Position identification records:
---*---
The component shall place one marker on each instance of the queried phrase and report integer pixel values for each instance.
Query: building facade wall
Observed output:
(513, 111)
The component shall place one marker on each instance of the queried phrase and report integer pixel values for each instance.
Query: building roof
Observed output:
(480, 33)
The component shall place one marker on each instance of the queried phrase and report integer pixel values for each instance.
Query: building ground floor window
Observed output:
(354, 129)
---*---
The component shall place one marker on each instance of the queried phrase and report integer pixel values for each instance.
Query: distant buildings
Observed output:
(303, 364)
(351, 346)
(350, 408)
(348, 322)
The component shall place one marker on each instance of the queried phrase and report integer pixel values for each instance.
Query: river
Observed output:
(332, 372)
---*---
:: WORK REQUIRED ::
Identify every line in the material above that contains the string "Query", and copy each of those lines in full. Matching is case-sensitive.

:: REPLY ::
Query: building facade wall
Query: building roof
Query: building ground floor window
Query: distant buildings
Query: river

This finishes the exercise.